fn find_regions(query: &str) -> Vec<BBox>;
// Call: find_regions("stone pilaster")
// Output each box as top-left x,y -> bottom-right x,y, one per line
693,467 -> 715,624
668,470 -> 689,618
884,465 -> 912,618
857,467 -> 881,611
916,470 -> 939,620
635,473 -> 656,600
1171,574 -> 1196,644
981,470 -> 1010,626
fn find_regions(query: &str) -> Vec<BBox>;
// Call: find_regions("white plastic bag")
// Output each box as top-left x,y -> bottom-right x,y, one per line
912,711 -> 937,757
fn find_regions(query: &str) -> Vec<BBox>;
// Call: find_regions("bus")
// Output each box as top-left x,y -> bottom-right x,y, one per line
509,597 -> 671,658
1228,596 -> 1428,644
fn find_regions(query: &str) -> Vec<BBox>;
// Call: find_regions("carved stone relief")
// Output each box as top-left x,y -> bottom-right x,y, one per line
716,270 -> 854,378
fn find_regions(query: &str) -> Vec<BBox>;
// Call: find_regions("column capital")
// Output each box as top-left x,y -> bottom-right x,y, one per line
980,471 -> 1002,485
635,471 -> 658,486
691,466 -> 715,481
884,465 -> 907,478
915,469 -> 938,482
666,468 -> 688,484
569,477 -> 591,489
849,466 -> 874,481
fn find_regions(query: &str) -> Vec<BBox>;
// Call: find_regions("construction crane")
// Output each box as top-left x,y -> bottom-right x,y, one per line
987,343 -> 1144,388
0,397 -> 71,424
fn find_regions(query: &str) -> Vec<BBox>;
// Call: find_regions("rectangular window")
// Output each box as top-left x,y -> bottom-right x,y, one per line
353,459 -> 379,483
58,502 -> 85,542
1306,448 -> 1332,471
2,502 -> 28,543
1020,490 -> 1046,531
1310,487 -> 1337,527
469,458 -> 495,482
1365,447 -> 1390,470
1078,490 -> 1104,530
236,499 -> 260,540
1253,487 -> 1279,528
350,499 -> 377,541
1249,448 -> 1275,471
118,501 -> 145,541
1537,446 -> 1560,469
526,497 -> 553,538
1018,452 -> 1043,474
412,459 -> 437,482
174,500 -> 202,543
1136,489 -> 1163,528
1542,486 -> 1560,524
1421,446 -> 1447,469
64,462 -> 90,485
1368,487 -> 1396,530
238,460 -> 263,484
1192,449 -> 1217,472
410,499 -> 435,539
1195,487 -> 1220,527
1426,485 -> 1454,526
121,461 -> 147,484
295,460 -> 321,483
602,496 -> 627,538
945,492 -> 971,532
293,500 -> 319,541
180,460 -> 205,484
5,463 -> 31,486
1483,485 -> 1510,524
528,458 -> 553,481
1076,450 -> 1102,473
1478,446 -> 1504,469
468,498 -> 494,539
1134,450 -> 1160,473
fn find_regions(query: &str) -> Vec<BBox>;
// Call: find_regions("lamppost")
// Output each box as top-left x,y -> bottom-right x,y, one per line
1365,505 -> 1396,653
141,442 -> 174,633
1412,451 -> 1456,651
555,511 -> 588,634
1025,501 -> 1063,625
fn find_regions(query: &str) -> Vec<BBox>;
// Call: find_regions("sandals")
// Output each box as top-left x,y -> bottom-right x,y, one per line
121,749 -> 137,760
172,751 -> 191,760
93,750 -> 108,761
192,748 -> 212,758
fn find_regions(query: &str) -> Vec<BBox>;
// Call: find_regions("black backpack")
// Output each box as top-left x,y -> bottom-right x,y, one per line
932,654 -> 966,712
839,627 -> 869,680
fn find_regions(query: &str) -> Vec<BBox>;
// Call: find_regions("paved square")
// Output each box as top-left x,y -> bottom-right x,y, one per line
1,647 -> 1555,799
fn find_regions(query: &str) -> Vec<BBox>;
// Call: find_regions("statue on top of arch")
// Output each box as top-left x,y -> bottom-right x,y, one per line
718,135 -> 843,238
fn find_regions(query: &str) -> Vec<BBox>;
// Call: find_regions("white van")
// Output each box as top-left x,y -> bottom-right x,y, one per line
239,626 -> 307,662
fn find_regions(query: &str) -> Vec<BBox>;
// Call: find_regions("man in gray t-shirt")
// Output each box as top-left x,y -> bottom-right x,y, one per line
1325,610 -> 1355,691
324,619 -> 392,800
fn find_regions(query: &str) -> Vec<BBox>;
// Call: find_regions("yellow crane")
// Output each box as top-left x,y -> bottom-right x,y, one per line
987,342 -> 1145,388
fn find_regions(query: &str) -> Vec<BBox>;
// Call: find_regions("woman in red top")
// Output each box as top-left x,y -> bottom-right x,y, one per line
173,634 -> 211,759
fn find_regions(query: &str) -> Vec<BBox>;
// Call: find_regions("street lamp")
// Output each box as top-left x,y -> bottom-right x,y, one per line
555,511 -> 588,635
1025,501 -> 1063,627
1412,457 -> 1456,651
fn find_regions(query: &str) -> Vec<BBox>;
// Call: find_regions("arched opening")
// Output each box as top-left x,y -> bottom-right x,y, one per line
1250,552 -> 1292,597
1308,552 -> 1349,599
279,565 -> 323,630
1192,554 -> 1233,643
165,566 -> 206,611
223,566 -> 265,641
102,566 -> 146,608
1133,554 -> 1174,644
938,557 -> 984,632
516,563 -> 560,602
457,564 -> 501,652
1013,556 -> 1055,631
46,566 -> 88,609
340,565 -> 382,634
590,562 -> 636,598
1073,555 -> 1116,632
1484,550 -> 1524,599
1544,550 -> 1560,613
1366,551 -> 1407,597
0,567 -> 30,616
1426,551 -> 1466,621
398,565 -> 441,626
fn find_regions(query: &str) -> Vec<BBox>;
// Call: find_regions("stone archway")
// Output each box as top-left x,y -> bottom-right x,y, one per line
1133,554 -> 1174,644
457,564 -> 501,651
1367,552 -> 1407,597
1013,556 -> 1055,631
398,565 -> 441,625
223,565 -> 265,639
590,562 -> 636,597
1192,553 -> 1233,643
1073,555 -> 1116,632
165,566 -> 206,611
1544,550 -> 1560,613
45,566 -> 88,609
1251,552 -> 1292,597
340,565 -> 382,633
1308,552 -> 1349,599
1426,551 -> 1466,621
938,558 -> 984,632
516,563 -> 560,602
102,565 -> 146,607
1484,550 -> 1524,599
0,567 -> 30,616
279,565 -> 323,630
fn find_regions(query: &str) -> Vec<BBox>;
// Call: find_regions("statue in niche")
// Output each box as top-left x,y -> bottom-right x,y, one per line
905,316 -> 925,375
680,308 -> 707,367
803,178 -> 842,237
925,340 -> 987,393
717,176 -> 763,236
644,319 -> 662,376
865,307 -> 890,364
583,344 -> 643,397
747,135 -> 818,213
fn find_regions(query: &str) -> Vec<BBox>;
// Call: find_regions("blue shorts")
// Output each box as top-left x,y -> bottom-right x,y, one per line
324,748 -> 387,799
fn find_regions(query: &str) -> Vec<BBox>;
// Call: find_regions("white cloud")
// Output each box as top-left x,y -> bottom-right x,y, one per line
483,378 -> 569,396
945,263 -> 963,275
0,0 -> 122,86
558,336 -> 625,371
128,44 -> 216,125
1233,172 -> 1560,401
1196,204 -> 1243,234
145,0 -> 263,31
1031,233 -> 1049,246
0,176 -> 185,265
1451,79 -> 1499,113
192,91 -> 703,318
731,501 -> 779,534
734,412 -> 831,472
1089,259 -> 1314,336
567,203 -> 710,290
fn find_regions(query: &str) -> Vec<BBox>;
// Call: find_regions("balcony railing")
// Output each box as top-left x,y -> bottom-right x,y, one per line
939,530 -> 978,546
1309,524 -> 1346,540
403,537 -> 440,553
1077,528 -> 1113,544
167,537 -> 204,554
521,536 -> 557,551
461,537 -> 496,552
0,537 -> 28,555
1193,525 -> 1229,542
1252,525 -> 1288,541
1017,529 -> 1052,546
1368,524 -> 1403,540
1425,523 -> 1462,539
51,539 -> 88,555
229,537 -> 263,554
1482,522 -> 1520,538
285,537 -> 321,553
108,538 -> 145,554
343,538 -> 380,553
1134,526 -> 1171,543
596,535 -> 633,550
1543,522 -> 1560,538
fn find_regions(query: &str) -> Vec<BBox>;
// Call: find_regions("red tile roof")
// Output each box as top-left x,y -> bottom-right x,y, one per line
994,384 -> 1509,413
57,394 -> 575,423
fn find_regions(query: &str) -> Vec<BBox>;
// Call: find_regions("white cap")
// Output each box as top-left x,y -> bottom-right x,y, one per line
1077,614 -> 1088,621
—————
#### [What is being asked]
Copy whichever lines of the records above contain the word "statue".

#### [Solution for this task]
// Call: find_regions("statue on top of arch")
// Call: find_regions("statue in niche")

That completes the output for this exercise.